#### Data to use

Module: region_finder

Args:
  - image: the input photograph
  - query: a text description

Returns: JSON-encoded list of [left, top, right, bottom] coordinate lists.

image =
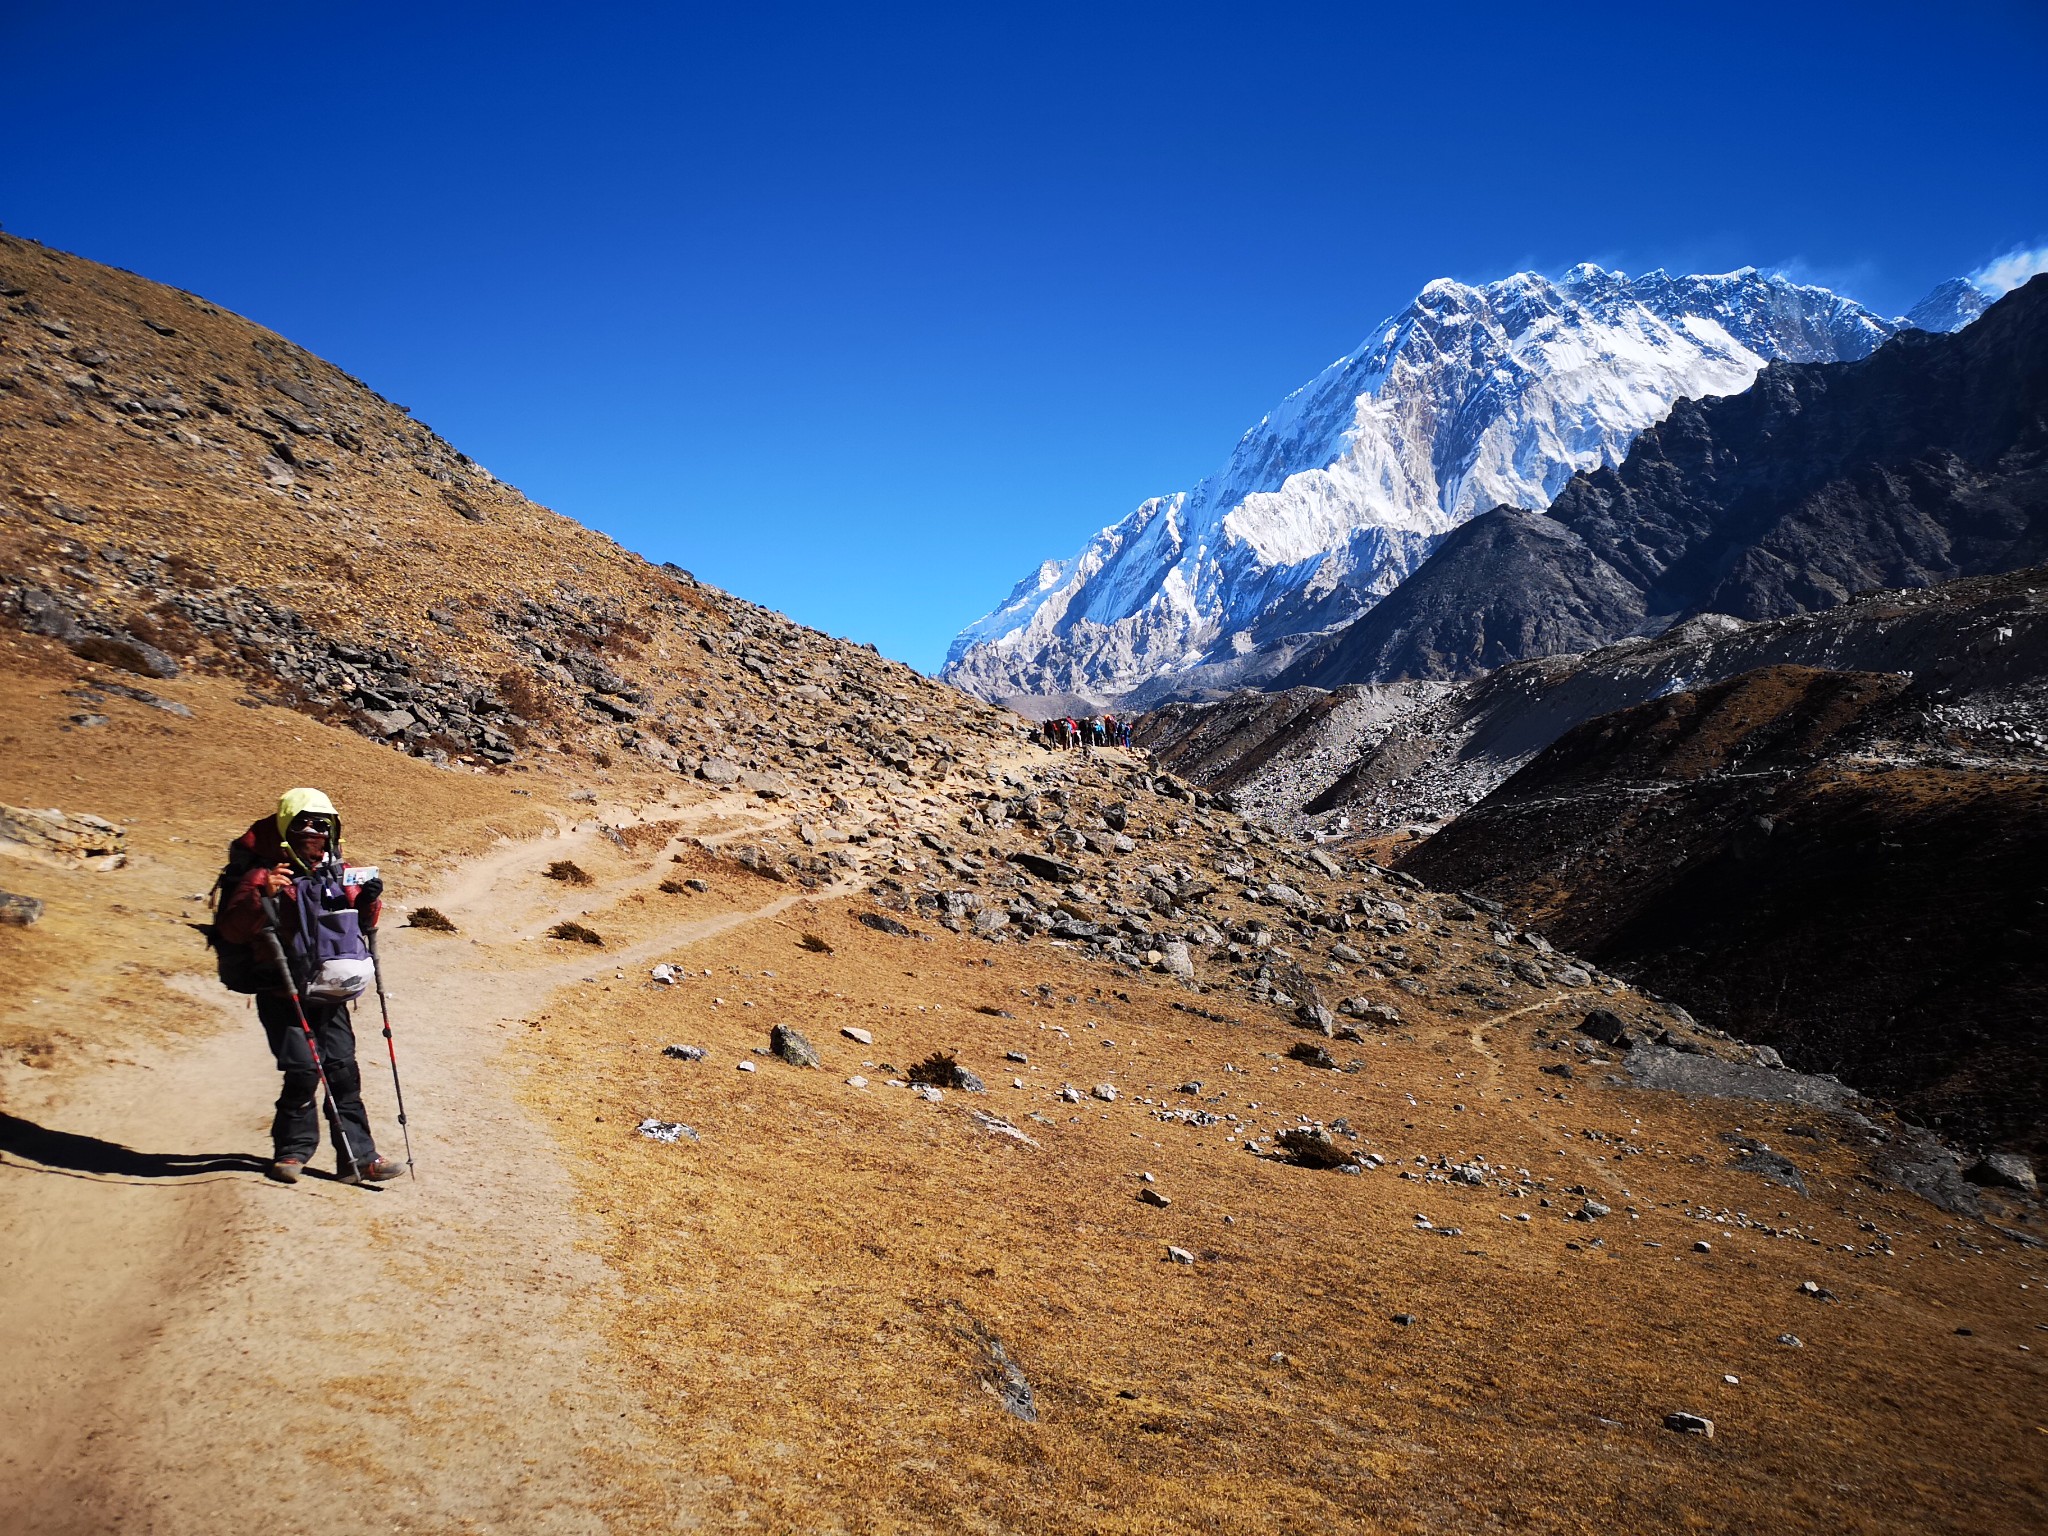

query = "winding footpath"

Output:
[[1, 806, 815, 1534]]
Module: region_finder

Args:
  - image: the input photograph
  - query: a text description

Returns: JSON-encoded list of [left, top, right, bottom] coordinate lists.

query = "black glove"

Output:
[[354, 877, 384, 919]]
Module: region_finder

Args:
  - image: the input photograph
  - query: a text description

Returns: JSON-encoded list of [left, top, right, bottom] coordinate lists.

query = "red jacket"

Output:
[[217, 816, 381, 945]]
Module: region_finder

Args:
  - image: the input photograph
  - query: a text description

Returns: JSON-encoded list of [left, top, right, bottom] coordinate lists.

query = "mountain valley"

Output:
[[1, 235, 2044, 1535]]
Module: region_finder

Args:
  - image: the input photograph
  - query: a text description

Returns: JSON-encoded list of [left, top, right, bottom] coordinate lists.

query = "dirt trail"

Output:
[[0, 804, 809, 1535]]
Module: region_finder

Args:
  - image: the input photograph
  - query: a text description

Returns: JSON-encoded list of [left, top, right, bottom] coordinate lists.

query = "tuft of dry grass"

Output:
[[405, 906, 457, 933], [905, 1049, 965, 1087], [495, 668, 554, 722], [543, 860, 593, 886], [798, 933, 833, 954], [545, 920, 603, 946]]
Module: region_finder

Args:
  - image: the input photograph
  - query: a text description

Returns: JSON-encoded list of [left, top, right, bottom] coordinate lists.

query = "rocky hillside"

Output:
[[1135, 565, 2048, 842], [0, 232, 1023, 805], [1395, 662, 2048, 1160], [1284, 275, 2048, 689], [1131, 679, 1451, 826], [1129, 565, 2048, 1159]]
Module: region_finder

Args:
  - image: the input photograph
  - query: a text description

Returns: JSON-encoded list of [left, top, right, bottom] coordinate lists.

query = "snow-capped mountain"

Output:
[[942, 264, 1948, 709], [1905, 277, 1994, 334]]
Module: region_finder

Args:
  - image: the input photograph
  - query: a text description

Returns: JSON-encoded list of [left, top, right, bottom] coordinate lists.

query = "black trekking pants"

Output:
[[256, 993, 379, 1168]]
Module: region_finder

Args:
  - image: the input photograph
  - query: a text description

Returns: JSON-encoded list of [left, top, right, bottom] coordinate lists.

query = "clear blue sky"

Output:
[[5, 1, 2044, 671]]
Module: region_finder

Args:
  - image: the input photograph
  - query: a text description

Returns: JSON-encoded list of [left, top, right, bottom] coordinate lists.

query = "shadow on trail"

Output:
[[0, 1111, 268, 1181]]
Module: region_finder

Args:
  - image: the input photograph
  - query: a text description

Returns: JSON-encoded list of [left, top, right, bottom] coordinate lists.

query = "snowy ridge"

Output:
[[943, 264, 1976, 709]]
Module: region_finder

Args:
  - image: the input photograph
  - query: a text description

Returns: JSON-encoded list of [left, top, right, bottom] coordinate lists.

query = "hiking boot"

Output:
[[268, 1157, 305, 1184], [338, 1156, 405, 1185]]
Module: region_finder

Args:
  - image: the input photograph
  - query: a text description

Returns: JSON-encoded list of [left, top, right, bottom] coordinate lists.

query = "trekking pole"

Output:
[[256, 921, 363, 1178], [364, 927, 416, 1180]]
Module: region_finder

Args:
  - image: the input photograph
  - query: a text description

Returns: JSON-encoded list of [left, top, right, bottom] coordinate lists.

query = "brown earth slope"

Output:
[[2, 237, 2045, 1534], [1399, 665, 2048, 1160]]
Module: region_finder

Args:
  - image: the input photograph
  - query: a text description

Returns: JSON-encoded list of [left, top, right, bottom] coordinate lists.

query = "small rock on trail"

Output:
[[635, 1119, 698, 1144], [0, 890, 45, 927]]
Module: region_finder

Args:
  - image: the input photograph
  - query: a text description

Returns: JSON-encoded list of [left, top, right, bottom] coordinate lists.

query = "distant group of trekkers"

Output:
[[1041, 714, 1132, 753]]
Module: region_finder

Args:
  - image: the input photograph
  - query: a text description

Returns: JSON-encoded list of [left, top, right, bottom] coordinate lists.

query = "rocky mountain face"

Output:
[[945, 265, 1934, 711], [1137, 565, 2048, 840], [1395, 660, 2048, 1158], [1284, 275, 2048, 690]]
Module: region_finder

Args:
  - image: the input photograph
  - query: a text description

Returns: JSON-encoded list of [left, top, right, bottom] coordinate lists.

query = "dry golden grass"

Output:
[[525, 899, 2048, 1534]]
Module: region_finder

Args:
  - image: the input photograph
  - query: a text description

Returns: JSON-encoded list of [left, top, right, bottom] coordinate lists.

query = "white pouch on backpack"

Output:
[[304, 951, 377, 1001], [292, 872, 378, 1001]]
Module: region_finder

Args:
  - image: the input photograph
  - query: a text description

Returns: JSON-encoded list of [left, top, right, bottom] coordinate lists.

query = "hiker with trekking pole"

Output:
[[213, 788, 412, 1185]]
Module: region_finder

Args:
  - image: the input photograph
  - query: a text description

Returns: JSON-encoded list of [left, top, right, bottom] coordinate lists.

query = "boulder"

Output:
[[1277, 1127, 1356, 1169], [770, 1024, 821, 1068], [0, 804, 126, 869], [1008, 851, 1082, 884], [1577, 1009, 1632, 1048], [1966, 1153, 2039, 1196], [909, 1051, 985, 1092], [1733, 1148, 1810, 1197], [71, 632, 180, 678], [1339, 999, 1403, 1029]]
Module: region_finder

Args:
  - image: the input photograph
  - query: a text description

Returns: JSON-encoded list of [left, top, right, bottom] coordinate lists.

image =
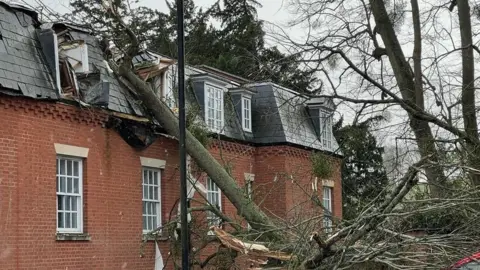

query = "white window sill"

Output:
[[142, 231, 167, 241], [56, 233, 91, 241]]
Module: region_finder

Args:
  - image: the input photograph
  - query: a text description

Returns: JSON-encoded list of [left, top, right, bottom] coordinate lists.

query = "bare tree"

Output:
[[269, 0, 480, 198], [34, 0, 480, 268]]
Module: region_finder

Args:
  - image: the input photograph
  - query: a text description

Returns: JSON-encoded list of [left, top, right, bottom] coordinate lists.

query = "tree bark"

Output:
[[112, 63, 282, 241], [369, 0, 447, 197], [457, 0, 480, 187], [411, 0, 423, 110]]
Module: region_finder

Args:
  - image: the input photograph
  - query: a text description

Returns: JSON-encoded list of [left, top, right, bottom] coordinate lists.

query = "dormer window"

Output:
[[306, 97, 335, 150], [241, 96, 251, 132], [133, 51, 176, 108], [59, 40, 89, 74], [205, 84, 224, 132], [319, 109, 333, 149]]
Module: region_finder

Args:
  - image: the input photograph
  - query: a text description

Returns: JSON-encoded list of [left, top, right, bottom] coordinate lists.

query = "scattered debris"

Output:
[[211, 226, 295, 265]]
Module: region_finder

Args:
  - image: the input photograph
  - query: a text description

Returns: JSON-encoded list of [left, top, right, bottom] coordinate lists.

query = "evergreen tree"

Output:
[[333, 117, 389, 220], [69, 0, 317, 92]]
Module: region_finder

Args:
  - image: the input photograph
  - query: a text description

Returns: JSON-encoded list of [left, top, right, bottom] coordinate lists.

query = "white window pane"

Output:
[[65, 213, 71, 228], [154, 187, 158, 200], [72, 198, 77, 211], [67, 160, 73, 175], [60, 159, 66, 175], [58, 212, 64, 228], [143, 216, 147, 230], [74, 161, 79, 176], [73, 178, 79, 194], [72, 213, 77, 228], [143, 170, 148, 184], [60, 176, 65, 192], [153, 172, 158, 185], [148, 171, 153, 184], [67, 177, 72, 193], [64, 196, 69, 211], [58, 195, 64, 210]]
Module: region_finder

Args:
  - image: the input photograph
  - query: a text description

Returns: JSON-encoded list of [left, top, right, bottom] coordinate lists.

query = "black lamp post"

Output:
[[176, 0, 189, 268]]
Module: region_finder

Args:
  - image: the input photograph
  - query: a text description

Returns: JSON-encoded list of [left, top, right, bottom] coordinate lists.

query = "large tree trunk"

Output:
[[113, 63, 282, 241], [369, 0, 447, 197], [457, 0, 480, 187]]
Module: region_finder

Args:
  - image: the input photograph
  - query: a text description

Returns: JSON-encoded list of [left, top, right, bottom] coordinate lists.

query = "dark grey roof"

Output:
[[0, 1, 340, 154], [0, 2, 144, 116], [253, 83, 340, 152], [65, 29, 145, 115], [0, 1, 58, 99], [185, 66, 341, 153]]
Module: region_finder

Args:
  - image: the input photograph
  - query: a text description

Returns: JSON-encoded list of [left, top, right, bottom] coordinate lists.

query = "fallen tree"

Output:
[[40, 0, 480, 268]]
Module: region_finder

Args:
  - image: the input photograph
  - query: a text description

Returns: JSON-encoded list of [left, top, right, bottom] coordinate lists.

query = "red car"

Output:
[[448, 252, 480, 269]]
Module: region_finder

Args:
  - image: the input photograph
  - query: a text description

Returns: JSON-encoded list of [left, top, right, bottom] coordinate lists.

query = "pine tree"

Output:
[[333, 117, 389, 220], [69, 0, 317, 91]]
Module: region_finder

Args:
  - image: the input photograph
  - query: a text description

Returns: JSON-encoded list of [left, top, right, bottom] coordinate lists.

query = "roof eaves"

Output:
[[196, 65, 251, 84]]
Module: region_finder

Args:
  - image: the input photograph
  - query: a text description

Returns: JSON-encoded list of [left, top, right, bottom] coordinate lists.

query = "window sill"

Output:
[[142, 232, 168, 242], [56, 233, 91, 241]]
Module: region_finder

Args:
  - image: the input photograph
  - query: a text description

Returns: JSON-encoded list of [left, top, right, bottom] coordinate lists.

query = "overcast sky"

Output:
[[20, 0, 292, 26]]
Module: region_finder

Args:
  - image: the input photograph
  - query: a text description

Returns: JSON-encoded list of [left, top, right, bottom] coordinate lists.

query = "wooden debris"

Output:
[[211, 227, 295, 262]]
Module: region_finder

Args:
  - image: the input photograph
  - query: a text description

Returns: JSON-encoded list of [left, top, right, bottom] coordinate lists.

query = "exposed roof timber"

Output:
[[49, 21, 93, 34]]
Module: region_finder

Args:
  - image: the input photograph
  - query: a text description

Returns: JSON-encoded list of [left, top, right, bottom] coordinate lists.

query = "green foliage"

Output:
[[333, 117, 389, 220], [69, 0, 317, 92], [311, 152, 333, 178], [186, 104, 211, 147]]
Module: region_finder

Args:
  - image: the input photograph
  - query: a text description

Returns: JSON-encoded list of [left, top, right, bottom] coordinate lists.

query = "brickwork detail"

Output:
[[0, 96, 342, 270], [0, 95, 108, 127], [210, 139, 255, 156]]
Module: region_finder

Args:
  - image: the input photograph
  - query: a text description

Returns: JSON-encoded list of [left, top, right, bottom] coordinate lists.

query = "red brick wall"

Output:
[[0, 95, 342, 269], [0, 96, 176, 270]]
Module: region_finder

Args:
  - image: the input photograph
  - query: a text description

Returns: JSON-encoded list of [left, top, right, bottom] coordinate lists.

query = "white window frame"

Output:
[[204, 83, 224, 133], [241, 96, 252, 132], [56, 156, 83, 233], [206, 177, 222, 228], [323, 186, 333, 233], [142, 167, 162, 234], [319, 109, 333, 149]]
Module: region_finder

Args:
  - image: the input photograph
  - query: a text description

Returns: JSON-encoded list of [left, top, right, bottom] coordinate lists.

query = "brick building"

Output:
[[0, 2, 342, 269]]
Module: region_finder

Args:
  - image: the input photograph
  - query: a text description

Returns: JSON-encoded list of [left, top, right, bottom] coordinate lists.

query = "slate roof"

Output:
[[0, 1, 340, 154], [0, 1, 143, 116], [65, 28, 145, 115], [251, 83, 340, 151], [0, 2, 57, 99], [185, 66, 341, 154]]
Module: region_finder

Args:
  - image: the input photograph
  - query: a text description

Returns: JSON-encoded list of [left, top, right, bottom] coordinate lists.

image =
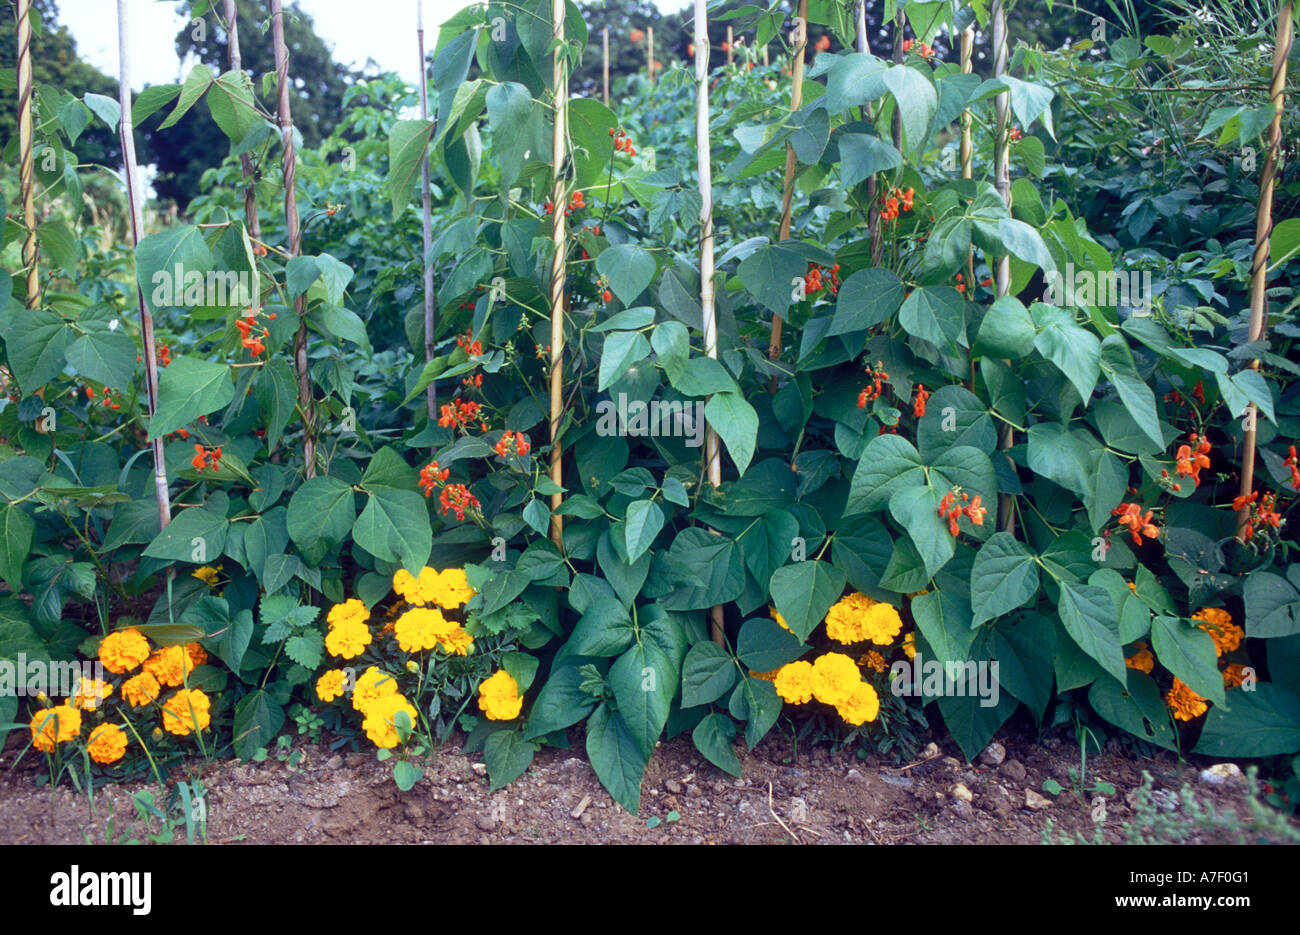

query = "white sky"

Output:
[[56, 0, 673, 90]]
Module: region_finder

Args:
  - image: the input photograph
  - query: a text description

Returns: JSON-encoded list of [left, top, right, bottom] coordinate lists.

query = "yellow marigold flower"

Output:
[[325, 619, 372, 659], [773, 660, 815, 704], [143, 645, 194, 688], [836, 682, 880, 726], [768, 606, 792, 633], [432, 568, 476, 608], [1165, 678, 1207, 722], [98, 628, 151, 674], [30, 704, 81, 753], [392, 568, 417, 600], [361, 694, 419, 749], [191, 565, 221, 587], [478, 670, 523, 720], [121, 672, 161, 707], [825, 592, 904, 646], [859, 651, 888, 673], [748, 669, 779, 682], [351, 666, 399, 714], [327, 598, 369, 629], [811, 652, 862, 707], [394, 606, 454, 653], [439, 625, 474, 656], [1223, 663, 1250, 689], [1124, 641, 1154, 674], [1192, 608, 1243, 657], [316, 669, 346, 703], [87, 723, 128, 765], [71, 677, 113, 710], [185, 642, 208, 668], [161, 689, 211, 736], [902, 632, 915, 660]]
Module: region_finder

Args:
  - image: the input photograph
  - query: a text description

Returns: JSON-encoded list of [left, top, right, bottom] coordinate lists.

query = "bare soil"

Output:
[[0, 721, 1274, 845]]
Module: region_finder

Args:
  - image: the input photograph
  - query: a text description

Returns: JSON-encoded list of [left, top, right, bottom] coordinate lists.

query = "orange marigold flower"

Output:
[[1165, 677, 1207, 721]]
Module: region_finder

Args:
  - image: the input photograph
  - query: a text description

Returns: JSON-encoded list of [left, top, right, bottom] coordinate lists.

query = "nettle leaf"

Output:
[[284, 631, 324, 670], [769, 560, 846, 641], [595, 244, 656, 305]]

########

Task:
Which lines of the data hold the string "rocky"? Return each of them.

Solution:
query = "rocky hillside"
query = "rocky mountain face"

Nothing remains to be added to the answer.